SOURCE DOCUMENT ->
Stumbo v. Paul B. Hult Lumber Co.

Citation444 P.2d 564,251 Or. 20
Parties, 5 UCC Rep.Serv. 753 Robert G. STUMBO and Allan D. Stumbo, copartners, dba Stumbo Brothers Logging Co., Respondents, v. PAUL B. HULT LUMBER CO., Keystone Lumber Company, Georgia Pacific Corporation, Defendants, Arthur I. Rich, assignee of M D M Co., Respondent and Cross-Appellant, J. H. Baxter & Co., Pierre Biencourt, Kenneth Brady, Donald Brady, Vernon Strong, Richard Tyke, John L. Casteel and Clyde Marriott, Respondents, Southern Logging Company, a corporation, Appellant. SOUTHERN LOGGING COMPANY, a corporation, Appellant, v. KEYSTONE LUMBER COMPANY, a corporation, Defendant, Warren A. Woodruff, Garnishee.
Decision Date23 August 1968
CourtSupreme Court of Oregon

Darryl E. Johnson, Roseburg, argued the cause and filed briefs for respondent and cross-appellant Arthur I. Rich.

Stults, Jayne, Murphy & Anderson, Roseburg, filed a brief for appellant Southern Logging Co.

Donald H. Coulter, Grants Pass, argued the cause and filed a brief for respondents Robert G. Stumbo and Allan D. Stumbo, co-partners, dba Stumbo Brothers Logging Co., and Vernon Strong, Richard Tyke, John L. Casteel and Clyde Marriott. With him on the brief were Long, Neuner, Dole & Caley, Roseburg, for respondent J. H. Baxter & Co., and Johnson, Telfer & Sloan, Grants Pass, for respondents Kenneth Brady, Donald Brady and Pierre Biencourt.

Before PERRY, C.J., and McALLISTER, SLOAN, O'CONNELL, GOODWIN, DENECKE and HOLMAN, JJ.

O'CONNELL, Justice.

REQUEST A -> According to the Stumbo case header, which court decided the case?
REQUEST B -> Do these statements agree with the Stumbo case header? (i) Stults, Jayne, Murphy & Anderson filed a brief for Southern Logging Co. (ii) Donald H. Coulter argued the cause for Arthur I. Rich. (iii) The opinion is by Justice Goodwin. Answer yes or no for each, quoting the deciding words.
REQUEST C -> Go on with the Stumbo case header, starting right after its final line.

ITEMS ->
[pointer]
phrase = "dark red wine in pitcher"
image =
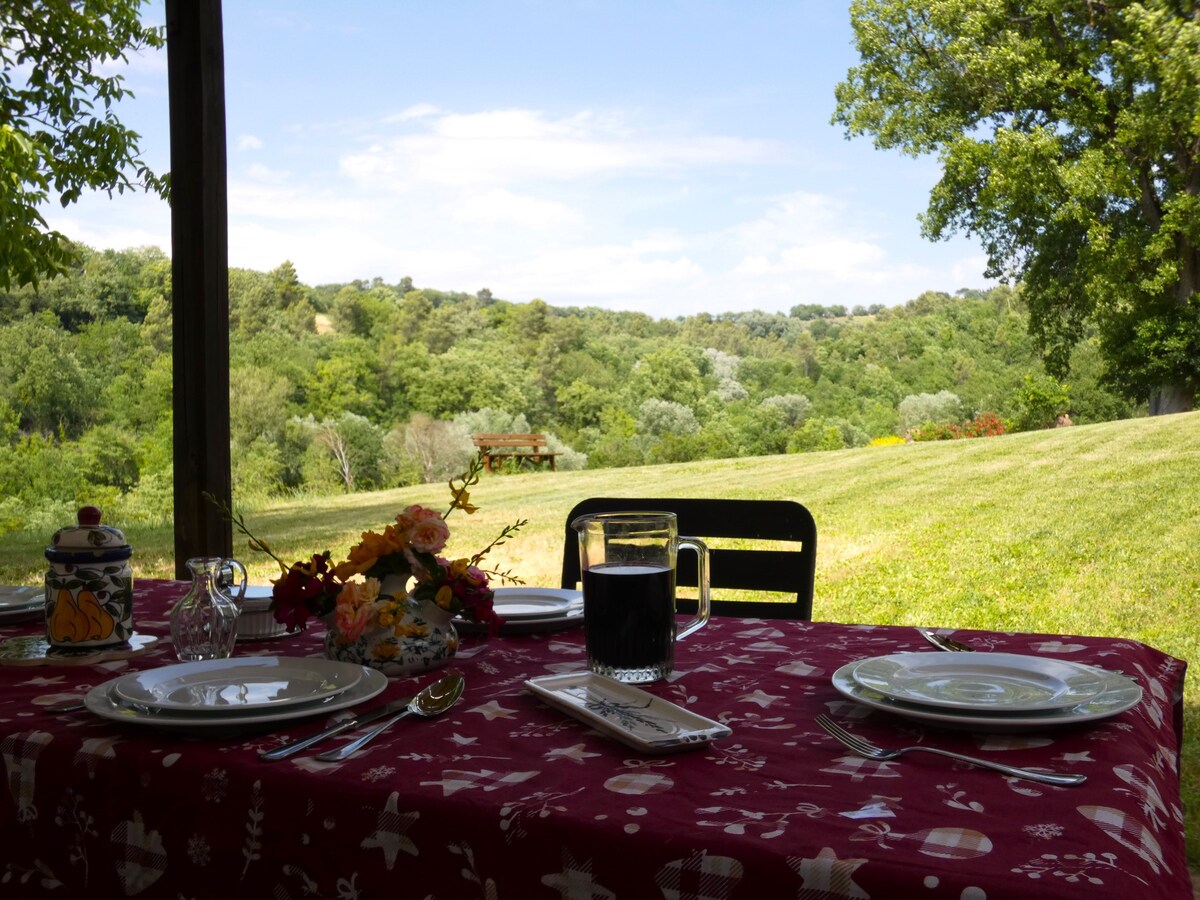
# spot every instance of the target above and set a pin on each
(629, 621)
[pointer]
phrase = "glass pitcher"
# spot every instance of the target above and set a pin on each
(204, 622)
(628, 562)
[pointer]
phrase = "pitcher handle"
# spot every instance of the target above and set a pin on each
(227, 586)
(701, 551)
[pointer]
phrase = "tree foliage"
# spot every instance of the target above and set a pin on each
(1069, 138)
(353, 387)
(59, 131)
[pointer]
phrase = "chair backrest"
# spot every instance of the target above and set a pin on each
(786, 571)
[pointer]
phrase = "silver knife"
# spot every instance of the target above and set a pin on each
(365, 718)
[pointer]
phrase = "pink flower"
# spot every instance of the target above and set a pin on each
(429, 532)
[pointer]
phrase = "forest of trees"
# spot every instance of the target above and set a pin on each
(369, 385)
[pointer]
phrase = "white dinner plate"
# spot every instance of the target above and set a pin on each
(1001, 682)
(634, 717)
(1120, 694)
(531, 610)
(105, 702)
(18, 604)
(237, 684)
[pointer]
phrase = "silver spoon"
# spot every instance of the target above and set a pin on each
(945, 643)
(66, 707)
(435, 700)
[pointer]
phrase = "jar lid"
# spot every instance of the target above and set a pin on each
(89, 535)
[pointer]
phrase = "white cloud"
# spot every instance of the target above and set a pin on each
(419, 111)
(507, 147)
(501, 207)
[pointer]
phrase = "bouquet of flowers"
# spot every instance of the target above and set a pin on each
(409, 547)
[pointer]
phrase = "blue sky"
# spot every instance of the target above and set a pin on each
(665, 156)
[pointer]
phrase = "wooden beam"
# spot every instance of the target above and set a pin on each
(199, 238)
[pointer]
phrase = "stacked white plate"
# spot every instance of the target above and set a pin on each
(987, 691)
(19, 604)
(529, 610)
(237, 691)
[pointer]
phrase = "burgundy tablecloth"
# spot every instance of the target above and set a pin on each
(505, 798)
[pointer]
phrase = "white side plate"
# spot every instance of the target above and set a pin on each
(105, 702)
(237, 684)
(1120, 694)
(631, 715)
(1003, 682)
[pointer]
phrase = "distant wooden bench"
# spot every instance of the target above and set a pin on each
(522, 448)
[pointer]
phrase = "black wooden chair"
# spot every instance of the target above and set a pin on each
(785, 571)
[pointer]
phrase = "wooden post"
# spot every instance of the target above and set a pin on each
(199, 233)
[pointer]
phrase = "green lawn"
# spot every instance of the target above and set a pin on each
(1090, 531)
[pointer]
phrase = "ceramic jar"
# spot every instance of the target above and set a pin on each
(425, 637)
(89, 586)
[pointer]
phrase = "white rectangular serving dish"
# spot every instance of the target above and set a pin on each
(629, 714)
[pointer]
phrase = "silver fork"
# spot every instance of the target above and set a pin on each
(865, 748)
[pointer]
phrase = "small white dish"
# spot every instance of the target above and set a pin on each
(237, 684)
(18, 604)
(532, 610)
(1120, 694)
(106, 703)
(257, 622)
(634, 717)
(1003, 682)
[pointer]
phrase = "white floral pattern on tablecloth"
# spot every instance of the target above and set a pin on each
(504, 798)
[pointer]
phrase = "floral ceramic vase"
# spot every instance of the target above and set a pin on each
(400, 635)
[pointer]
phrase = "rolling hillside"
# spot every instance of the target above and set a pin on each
(1090, 529)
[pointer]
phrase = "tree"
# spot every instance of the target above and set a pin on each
(59, 132)
(1069, 141)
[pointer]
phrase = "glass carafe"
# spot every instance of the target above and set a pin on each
(204, 622)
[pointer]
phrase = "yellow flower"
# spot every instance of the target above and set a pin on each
(402, 630)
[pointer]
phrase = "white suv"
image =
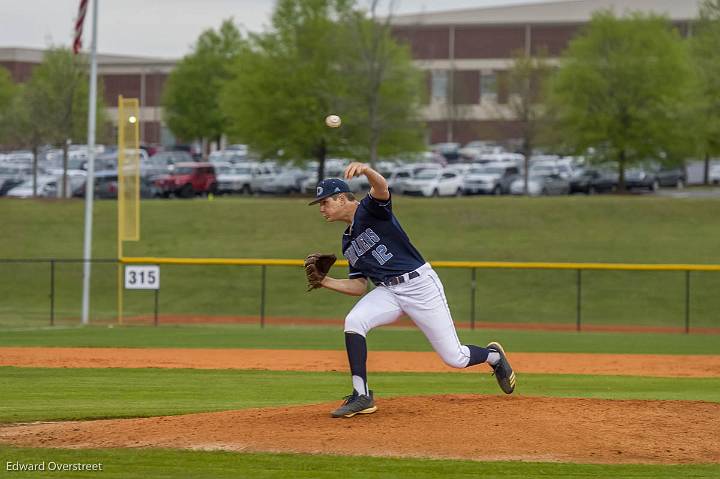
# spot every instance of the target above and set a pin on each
(435, 182)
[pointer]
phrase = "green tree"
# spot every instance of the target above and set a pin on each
(386, 87)
(321, 57)
(287, 80)
(192, 93)
(56, 102)
(706, 59)
(621, 90)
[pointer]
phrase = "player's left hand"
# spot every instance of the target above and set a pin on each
(355, 169)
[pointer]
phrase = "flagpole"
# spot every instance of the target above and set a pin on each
(90, 183)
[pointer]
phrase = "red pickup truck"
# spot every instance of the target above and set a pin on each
(187, 180)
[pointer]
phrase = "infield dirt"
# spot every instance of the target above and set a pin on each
(475, 427)
(455, 427)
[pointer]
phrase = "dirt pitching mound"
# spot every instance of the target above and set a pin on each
(378, 361)
(454, 427)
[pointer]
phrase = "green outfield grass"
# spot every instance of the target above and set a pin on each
(34, 394)
(387, 338)
(599, 229)
(162, 464)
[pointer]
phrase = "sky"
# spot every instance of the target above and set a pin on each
(159, 28)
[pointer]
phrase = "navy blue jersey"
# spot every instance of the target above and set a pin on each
(375, 244)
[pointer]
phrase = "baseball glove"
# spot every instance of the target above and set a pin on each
(317, 266)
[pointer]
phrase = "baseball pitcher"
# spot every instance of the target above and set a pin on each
(378, 250)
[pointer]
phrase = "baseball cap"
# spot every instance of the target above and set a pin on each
(329, 187)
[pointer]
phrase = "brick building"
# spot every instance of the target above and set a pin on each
(132, 77)
(467, 54)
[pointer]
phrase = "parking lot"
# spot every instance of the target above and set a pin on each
(442, 171)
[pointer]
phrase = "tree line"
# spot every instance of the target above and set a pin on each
(627, 89)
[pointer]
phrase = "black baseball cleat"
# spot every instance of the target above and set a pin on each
(502, 370)
(356, 404)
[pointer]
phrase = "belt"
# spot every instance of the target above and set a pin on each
(400, 279)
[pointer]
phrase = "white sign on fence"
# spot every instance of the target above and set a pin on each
(142, 277)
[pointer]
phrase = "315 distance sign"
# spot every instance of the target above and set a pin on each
(142, 277)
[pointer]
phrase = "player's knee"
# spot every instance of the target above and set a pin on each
(455, 360)
(355, 323)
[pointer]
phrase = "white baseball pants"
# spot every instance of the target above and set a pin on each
(423, 300)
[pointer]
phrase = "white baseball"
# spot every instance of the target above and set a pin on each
(333, 121)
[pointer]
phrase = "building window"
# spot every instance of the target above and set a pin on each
(488, 87)
(439, 85)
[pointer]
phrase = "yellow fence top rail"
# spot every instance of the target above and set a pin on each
(438, 264)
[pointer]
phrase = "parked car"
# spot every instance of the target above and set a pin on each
(166, 160)
(399, 178)
(552, 184)
(546, 169)
(286, 182)
(106, 186)
(490, 179)
(449, 151)
(591, 181)
(11, 175)
(640, 178)
(227, 156)
(188, 180)
(435, 182)
(47, 187)
(233, 178)
(472, 150)
(262, 174)
(510, 159)
(671, 176)
(714, 174)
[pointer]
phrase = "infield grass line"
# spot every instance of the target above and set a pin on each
(331, 338)
(612, 229)
(40, 394)
(168, 463)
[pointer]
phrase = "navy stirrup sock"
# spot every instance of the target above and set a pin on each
(477, 355)
(356, 347)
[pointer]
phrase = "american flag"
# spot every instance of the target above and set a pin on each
(77, 43)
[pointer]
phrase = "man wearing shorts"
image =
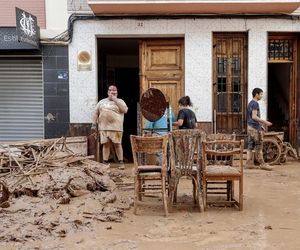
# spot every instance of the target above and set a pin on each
(256, 132)
(109, 113)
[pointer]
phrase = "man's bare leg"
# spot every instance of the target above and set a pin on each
(119, 151)
(106, 151)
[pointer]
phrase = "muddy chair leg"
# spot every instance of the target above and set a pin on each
(136, 193)
(164, 196)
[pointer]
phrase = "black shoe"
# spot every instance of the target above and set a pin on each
(121, 166)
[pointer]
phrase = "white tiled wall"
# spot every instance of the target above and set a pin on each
(197, 34)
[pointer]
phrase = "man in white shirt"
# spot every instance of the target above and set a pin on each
(109, 113)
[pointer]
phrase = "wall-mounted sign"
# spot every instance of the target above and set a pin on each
(27, 28)
(9, 40)
(84, 61)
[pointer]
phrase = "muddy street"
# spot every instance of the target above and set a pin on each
(270, 220)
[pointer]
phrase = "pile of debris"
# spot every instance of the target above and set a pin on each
(38, 179)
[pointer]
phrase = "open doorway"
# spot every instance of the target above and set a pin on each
(279, 81)
(118, 64)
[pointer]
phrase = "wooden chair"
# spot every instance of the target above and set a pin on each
(185, 161)
(216, 167)
(221, 187)
(144, 172)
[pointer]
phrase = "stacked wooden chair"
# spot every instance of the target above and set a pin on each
(218, 166)
(149, 178)
(185, 161)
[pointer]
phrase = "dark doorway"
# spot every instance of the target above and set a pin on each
(118, 63)
(278, 97)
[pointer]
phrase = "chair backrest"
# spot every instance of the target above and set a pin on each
(218, 152)
(186, 149)
(226, 160)
(144, 146)
(220, 136)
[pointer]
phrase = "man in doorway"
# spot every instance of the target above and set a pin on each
(255, 131)
(109, 113)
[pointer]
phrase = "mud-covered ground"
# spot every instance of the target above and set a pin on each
(270, 219)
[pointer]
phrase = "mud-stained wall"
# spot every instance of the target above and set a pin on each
(197, 35)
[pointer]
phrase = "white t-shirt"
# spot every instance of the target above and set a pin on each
(110, 118)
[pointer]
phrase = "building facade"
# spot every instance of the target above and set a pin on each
(34, 90)
(215, 53)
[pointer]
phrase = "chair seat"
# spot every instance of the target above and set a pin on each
(221, 170)
(194, 168)
(149, 168)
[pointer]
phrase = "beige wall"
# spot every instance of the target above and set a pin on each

TASK ANSWER A -> The Supreme Court of Oregon.

TASK ANSWER B ->
(i) Yes: "Stults, Jayne, Murphy & Anderson, Roseburg, filed a brief for appellant Southern Logging Co."
(ii) No: "Darryl E. Johnson, Roseburg, argued the cause and filed briefs for respondent and cross-appellant Arthur I. Rich."
(iii) No: "O'CONNELL, Justice."

TASK ANSWER C ->
This is a suit for a declaratory decree establishing the rights of various creditors of defendant Keystone Lumber Company. Plaintiffs Allan and Robert Stumbo brought an action asserting their claim as creditors of Keystone and in a separate action Southern Logging Company asserted its claim as a creditor of Keystone. The two actions were consolidated for trial. In the consolidated action Southern Logging Company became in effect a defendant as to plaintiffs Allan and Robert Stumbo and, therefore, for the purpose of convenience, we shall treat the Stumbos as the only plaintiffs in the case on appeal.

The trial court held that the claim of plaintiffs Allan and Robert Stumbo had priority over the claim of Arthur I. Rich the holder of a security interest in the inventory of Keystone and also over the claim of Southern Logging Company, an attaching creditor. Rich and Southern Logging Company appeal. The facts are as follows.

Riddle Manufacturing Co. was formed as an Oregon corporation in September, 1949; its stockholders and officers were Herbert Paetz, Rudolph Paetz, and Clyde Cockerell; its plant was at Riddle, Oregon where it did a general lumber remanufacturing business. Economic climate for the lumber industry was good, and by the early 1950's Riddle's production was from two to two and a half million board feet per month. Riddle had banking connections with Douglas County State Bank which was later absorbed into the chain of First National Bank of Oregon. In 1953 the proprietors of Riddle acquired a sawmill at Canyonville, Oregon. It was separately incorporated as an Oregon corporation under the name of Keystone Lumber Company, but the two corporations had the same management and were operated together, Mr. Herbert Paetz being general manager of both. The evidence shows that there was a constant commingling of the finances, conduct of business, and the business affairs of the two corporations, and they were in fact operated as a single, integrated operation. Logs were brought to Keystone and sawed into rough lumber. The rough lumber was transported to Riddle and there processed into finished lumber, after which it was sold by Riddle. Until 1962 the receipts from such sales were deposited in Riddle's bank account and, after deducting a set cost for manufacturing the lumber, Riddle remitted the balance to Keystone. By accounting practice, the debts of the combined operation were substantially amassed in Keystone.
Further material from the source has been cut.